**WHAT YOU ARE ASKED TO DO**
Revise the data from the line with "bloom, each point like" through the end of the records, replacing "pointer" with "marker" and changing nothing else. Return only those lines, with the pictures left out.

(Labeled point records)

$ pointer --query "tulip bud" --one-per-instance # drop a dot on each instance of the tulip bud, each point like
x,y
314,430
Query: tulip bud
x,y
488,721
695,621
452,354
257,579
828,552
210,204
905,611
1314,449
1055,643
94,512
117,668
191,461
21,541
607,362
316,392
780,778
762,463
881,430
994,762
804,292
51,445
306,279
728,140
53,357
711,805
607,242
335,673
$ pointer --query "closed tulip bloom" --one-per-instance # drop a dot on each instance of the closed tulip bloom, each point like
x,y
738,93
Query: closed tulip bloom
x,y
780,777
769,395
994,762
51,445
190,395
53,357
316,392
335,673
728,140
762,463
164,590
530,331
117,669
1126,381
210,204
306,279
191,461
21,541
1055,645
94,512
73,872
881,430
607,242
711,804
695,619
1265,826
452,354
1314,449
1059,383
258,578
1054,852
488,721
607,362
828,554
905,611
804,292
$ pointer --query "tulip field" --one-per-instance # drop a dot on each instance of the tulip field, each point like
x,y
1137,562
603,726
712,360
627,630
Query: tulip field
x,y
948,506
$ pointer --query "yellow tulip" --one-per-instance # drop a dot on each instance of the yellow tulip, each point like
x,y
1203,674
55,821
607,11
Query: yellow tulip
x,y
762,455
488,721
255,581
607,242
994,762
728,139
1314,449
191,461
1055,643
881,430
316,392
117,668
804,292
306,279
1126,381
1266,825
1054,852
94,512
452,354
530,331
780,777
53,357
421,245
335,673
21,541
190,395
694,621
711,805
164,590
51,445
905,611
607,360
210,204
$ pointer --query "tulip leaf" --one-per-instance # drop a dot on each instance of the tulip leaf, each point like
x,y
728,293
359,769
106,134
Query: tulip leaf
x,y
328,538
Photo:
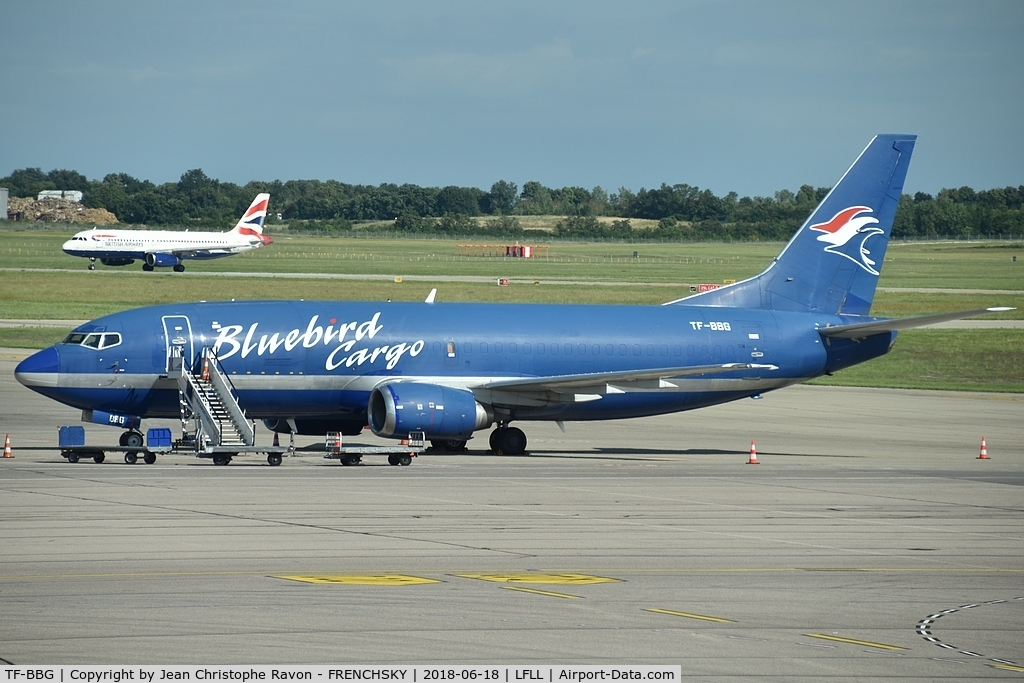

**CORRECT RESULT**
$ marker --query "closed tulip bloom" --one-per-instance # drop a dot on each instance of the closed tulip bloom, each point like
x,y
738,93
Query: closed tulip bloom
x,y
780,777
769,395
994,762
51,445
190,395
53,357
316,392
335,673
728,140
762,463
164,590
530,331
117,669
1126,381
210,204
306,279
191,461
21,541
1055,645
94,512
73,872
881,430
607,242
711,804
695,619
1265,826
452,354
1314,449
1059,383
258,578
1054,852
488,721
607,362
828,554
905,611
804,292
$ marker --query "tulip field" --one-per-instance # drop a dot on each instance of the tulip field, each point like
x,y
1137,562
603,726
712,360
627,630
Query: tulip field
x,y
948,506
$ marker --query "yellow tulip" --one-per-instance # drop a dot on each instance of the yellow tulip, each point like
x,y
1203,674
55,821
607,11
Query: yellow tulip
x,y
762,455
488,721
255,581
607,242
994,762
728,139
1314,449
191,461
1055,643
881,430
316,392
117,668
804,292
306,279
1126,381
1266,825
1054,852
94,512
452,354
530,331
780,777
53,357
421,245
335,673
21,541
190,395
694,621
711,805
164,590
51,445
905,611
607,360
210,204
$ marker --query "tulip leaf" --one-per-instance # drop a dot on each instance of the tulip leaf, each point like
x,y
728,293
359,769
106,134
Query: tulip leaf
x,y
328,538
Photo:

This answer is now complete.